┌─ GIVEN ENTRIES

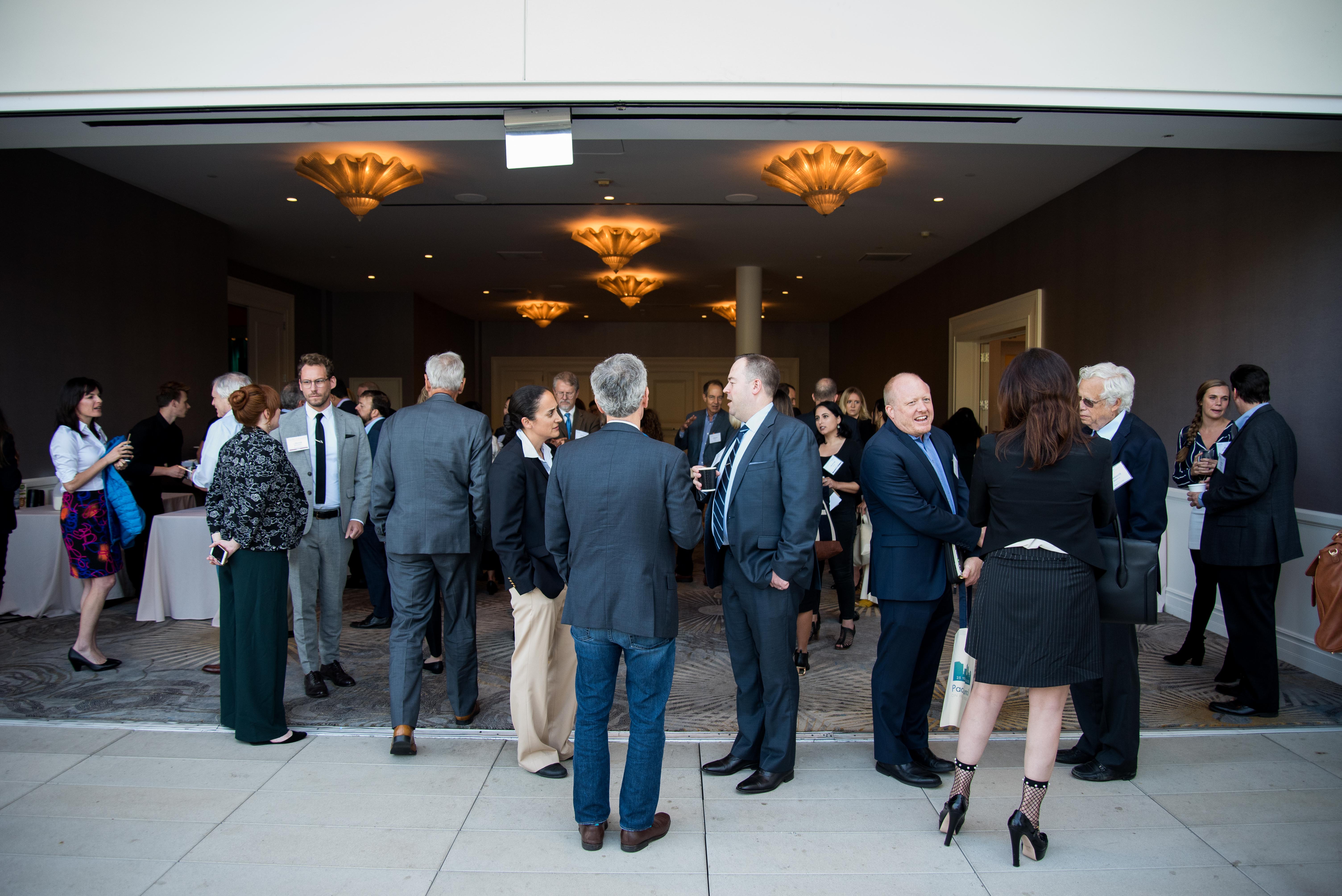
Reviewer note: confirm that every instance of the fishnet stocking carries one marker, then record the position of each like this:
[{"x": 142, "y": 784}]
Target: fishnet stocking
[{"x": 1033, "y": 799}]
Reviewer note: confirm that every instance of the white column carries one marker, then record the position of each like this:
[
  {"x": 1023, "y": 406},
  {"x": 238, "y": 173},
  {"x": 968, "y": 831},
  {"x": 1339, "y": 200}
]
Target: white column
[{"x": 749, "y": 308}]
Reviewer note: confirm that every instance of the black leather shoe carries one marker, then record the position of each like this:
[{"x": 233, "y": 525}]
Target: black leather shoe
[
  {"x": 932, "y": 762},
  {"x": 338, "y": 675},
  {"x": 910, "y": 773},
  {"x": 1235, "y": 707},
  {"x": 764, "y": 781},
  {"x": 315, "y": 686},
  {"x": 1074, "y": 757},
  {"x": 729, "y": 765},
  {"x": 1097, "y": 770}
]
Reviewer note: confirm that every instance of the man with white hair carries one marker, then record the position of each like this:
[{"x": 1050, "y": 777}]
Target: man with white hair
[
  {"x": 431, "y": 510},
  {"x": 1109, "y": 709}
]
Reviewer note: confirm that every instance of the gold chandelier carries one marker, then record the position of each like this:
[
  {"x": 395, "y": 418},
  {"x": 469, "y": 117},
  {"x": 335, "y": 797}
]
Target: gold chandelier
[
  {"x": 824, "y": 178},
  {"x": 617, "y": 245},
  {"x": 363, "y": 183},
  {"x": 541, "y": 312},
  {"x": 629, "y": 288}
]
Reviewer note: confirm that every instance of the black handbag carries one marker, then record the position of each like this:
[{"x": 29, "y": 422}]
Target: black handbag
[{"x": 1132, "y": 580}]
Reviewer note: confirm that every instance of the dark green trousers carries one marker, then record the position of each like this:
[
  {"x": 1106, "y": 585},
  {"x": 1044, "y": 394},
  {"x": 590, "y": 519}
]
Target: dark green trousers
[{"x": 254, "y": 644}]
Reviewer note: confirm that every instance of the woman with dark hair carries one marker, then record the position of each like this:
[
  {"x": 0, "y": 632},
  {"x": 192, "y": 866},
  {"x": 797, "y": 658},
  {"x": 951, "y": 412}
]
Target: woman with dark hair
[
  {"x": 841, "y": 466},
  {"x": 1042, "y": 487},
  {"x": 1202, "y": 443},
  {"x": 80, "y": 454},
  {"x": 257, "y": 512},
  {"x": 541, "y": 691}
]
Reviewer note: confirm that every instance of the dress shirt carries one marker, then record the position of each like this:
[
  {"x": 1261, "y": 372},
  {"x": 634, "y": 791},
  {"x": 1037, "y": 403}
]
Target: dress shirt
[
  {"x": 219, "y": 432},
  {"x": 332, "y": 436},
  {"x": 73, "y": 453}
]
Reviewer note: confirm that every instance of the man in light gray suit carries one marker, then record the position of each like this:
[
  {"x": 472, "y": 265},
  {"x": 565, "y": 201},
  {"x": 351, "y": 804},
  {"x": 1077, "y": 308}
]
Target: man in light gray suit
[
  {"x": 617, "y": 508},
  {"x": 329, "y": 453},
  {"x": 431, "y": 509}
]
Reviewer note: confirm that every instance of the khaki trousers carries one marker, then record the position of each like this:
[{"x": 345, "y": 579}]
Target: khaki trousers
[{"x": 544, "y": 667}]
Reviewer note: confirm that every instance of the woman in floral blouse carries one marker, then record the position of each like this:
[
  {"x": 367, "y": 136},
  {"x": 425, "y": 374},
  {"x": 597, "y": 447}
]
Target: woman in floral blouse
[{"x": 257, "y": 510}]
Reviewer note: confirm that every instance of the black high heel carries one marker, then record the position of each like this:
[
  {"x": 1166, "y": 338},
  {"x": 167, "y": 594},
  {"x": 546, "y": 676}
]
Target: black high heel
[
  {"x": 1037, "y": 842},
  {"x": 953, "y": 816},
  {"x": 81, "y": 662}
]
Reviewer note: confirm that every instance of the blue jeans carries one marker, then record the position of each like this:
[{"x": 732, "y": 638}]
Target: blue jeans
[{"x": 649, "y": 663}]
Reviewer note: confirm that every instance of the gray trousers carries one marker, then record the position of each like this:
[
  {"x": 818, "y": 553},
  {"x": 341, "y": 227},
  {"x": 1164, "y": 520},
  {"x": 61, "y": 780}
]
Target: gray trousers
[
  {"x": 416, "y": 580},
  {"x": 317, "y": 572}
]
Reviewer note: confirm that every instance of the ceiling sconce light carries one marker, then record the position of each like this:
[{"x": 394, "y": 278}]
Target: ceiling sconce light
[
  {"x": 629, "y": 288},
  {"x": 363, "y": 183},
  {"x": 541, "y": 312},
  {"x": 824, "y": 178},
  {"x": 617, "y": 245},
  {"x": 537, "y": 137}
]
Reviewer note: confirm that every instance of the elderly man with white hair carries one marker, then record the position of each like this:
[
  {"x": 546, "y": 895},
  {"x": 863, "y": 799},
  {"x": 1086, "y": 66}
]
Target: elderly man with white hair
[
  {"x": 1109, "y": 709},
  {"x": 431, "y": 510}
]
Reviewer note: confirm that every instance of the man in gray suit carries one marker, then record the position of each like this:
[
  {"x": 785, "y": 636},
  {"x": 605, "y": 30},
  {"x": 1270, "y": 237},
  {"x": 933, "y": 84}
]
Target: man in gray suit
[
  {"x": 329, "y": 453},
  {"x": 431, "y": 509},
  {"x": 617, "y": 508}
]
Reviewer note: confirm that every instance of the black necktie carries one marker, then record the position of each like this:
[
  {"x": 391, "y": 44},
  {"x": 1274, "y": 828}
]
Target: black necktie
[{"x": 320, "y": 462}]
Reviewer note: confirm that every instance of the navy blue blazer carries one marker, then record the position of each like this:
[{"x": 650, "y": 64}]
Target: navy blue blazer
[
  {"x": 910, "y": 517},
  {"x": 1141, "y": 504},
  {"x": 775, "y": 508}
]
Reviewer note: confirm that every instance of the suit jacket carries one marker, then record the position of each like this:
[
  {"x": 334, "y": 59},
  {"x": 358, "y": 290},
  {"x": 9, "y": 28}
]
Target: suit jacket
[
  {"x": 431, "y": 492},
  {"x": 1251, "y": 506},
  {"x": 910, "y": 517},
  {"x": 617, "y": 508},
  {"x": 517, "y": 521},
  {"x": 775, "y": 508},
  {"x": 356, "y": 463},
  {"x": 1141, "y": 504}
]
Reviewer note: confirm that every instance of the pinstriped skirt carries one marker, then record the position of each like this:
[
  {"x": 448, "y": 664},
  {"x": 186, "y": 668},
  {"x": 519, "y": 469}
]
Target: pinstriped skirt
[{"x": 1035, "y": 622}]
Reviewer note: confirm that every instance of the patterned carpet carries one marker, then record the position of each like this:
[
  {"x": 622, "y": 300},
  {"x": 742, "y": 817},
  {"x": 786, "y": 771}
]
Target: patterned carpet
[{"x": 162, "y": 679}]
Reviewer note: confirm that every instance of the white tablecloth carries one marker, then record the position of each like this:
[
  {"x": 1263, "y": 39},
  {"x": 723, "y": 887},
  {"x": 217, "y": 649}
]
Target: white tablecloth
[
  {"x": 37, "y": 575},
  {"x": 179, "y": 581}
]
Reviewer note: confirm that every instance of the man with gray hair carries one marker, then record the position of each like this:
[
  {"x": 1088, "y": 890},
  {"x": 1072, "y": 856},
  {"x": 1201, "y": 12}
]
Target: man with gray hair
[
  {"x": 431, "y": 510},
  {"x": 1109, "y": 709},
  {"x": 618, "y": 505}
]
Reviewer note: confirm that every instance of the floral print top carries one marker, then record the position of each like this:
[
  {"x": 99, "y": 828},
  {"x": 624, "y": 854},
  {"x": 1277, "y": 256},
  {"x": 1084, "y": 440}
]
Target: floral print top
[{"x": 257, "y": 498}]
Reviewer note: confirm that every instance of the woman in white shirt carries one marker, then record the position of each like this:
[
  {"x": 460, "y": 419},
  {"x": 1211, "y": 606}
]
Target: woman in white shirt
[{"x": 78, "y": 453}]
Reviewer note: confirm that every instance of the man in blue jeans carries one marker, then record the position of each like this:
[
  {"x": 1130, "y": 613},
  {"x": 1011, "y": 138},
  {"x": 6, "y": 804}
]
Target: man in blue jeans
[{"x": 617, "y": 508}]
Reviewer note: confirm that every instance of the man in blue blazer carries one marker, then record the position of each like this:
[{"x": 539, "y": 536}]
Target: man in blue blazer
[
  {"x": 918, "y": 504},
  {"x": 1109, "y": 709},
  {"x": 760, "y": 546}
]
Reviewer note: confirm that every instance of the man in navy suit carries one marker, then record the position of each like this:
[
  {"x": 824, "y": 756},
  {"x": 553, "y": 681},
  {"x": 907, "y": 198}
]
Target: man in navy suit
[
  {"x": 1109, "y": 709},
  {"x": 760, "y": 546},
  {"x": 918, "y": 504}
]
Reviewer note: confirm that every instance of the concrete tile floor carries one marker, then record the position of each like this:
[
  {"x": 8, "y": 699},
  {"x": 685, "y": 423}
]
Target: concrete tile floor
[{"x": 121, "y": 812}]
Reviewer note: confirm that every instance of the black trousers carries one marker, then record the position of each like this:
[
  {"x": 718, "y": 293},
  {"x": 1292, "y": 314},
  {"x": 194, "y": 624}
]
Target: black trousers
[
  {"x": 762, "y": 624},
  {"x": 1249, "y": 597},
  {"x": 913, "y": 635},
  {"x": 1110, "y": 709}
]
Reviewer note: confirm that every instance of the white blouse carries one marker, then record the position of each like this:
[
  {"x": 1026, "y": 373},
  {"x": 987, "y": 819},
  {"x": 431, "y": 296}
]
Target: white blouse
[{"x": 73, "y": 453}]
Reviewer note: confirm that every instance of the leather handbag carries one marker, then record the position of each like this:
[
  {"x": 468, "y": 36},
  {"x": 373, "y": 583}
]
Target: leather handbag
[{"x": 1132, "y": 580}]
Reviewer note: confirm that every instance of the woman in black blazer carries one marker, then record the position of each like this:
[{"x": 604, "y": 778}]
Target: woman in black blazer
[
  {"x": 544, "y": 662},
  {"x": 1042, "y": 487}
]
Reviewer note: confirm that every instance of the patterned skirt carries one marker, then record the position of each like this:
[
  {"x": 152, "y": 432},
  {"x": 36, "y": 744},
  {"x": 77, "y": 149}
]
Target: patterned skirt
[
  {"x": 87, "y": 525},
  {"x": 1035, "y": 620}
]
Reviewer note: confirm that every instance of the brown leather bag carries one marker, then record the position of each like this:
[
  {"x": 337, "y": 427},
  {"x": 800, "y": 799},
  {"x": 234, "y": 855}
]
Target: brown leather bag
[{"x": 1326, "y": 595}]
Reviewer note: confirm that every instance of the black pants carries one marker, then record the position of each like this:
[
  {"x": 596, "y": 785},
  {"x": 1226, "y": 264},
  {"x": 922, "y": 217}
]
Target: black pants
[
  {"x": 1249, "y": 597},
  {"x": 1110, "y": 709},
  {"x": 913, "y": 635}
]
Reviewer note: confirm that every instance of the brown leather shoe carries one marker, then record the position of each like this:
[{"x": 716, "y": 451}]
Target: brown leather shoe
[
  {"x": 633, "y": 842},
  {"x": 594, "y": 836}
]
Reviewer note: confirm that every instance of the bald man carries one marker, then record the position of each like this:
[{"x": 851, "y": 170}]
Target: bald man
[{"x": 918, "y": 504}]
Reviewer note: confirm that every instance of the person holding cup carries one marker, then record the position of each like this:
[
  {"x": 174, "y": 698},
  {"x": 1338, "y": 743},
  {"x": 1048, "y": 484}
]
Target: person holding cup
[{"x": 1202, "y": 446}]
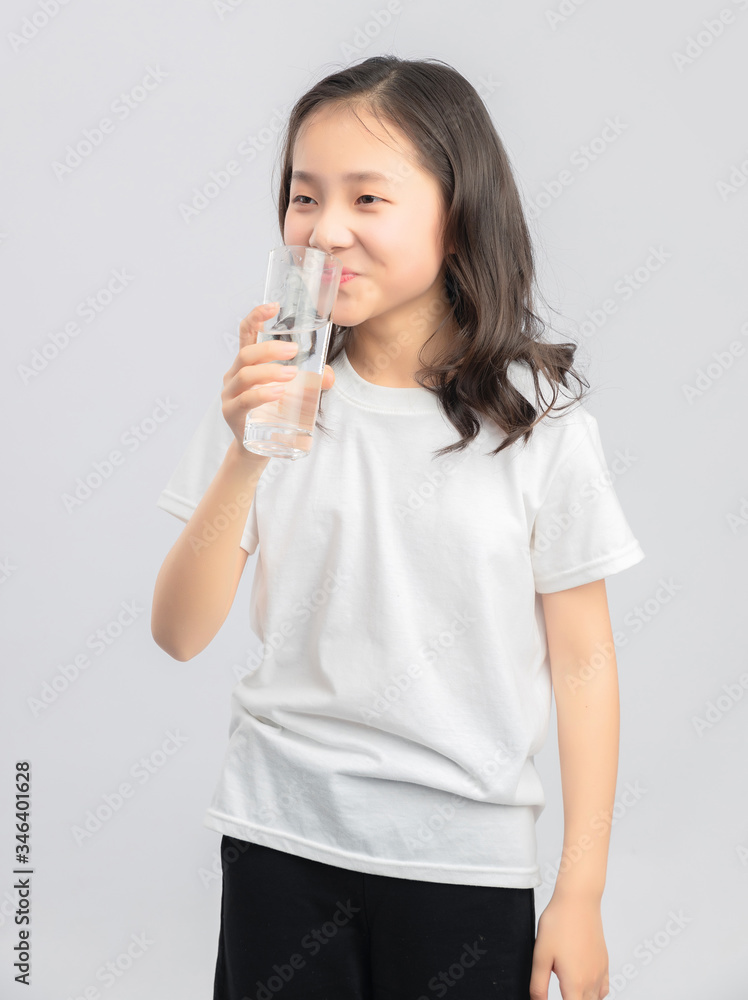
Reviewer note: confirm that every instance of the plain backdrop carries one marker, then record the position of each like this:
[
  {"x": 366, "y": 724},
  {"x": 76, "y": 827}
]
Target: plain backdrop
[{"x": 641, "y": 254}]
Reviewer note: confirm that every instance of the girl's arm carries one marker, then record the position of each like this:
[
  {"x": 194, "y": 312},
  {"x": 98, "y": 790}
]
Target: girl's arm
[
  {"x": 197, "y": 582},
  {"x": 585, "y": 684}
]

└─

THE TASK: The line that contains "the brown leather shoe" opens the part to copy, and the last line of the records closes it; set down those lines exactly, pictures excluded.

SOLUTION BELOW:
Reviewer note: confirm that every instance of the brown leather shoe carries one marker, then record the position of each like this:
[{"x": 716, "y": 451}]
Target: brown leather shoe
[
  {"x": 633, "y": 842},
  {"x": 594, "y": 836}
]
Reviewer note: confirm that every instance of the bald man carries one marker, then record the position of each like this:
[{"x": 851, "y": 170}]
Target: bald man
[{"x": 918, "y": 504}]
Reviewer note: confirm that every instance of the person holding cup carries one marker, then record the position of each like this:
[
  {"x": 174, "y": 698},
  {"x": 1338, "y": 743},
  {"x": 1048, "y": 484}
]
Target: person holding cup
[{"x": 1202, "y": 446}]
Reviewer note: confirm that every instance of the plain backdrop carries one marker, then record the position of each like this:
[
  {"x": 366, "y": 724},
  {"x": 76, "y": 827}
]
Target: plain backdrop
[{"x": 641, "y": 254}]
Reviewer note: confirm that every instance of the girl's arm carries one marker, then record the position of each like this:
[
  {"x": 194, "y": 312},
  {"x": 98, "y": 790}
]
Target: girl's arm
[
  {"x": 197, "y": 582},
  {"x": 585, "y": 684}
]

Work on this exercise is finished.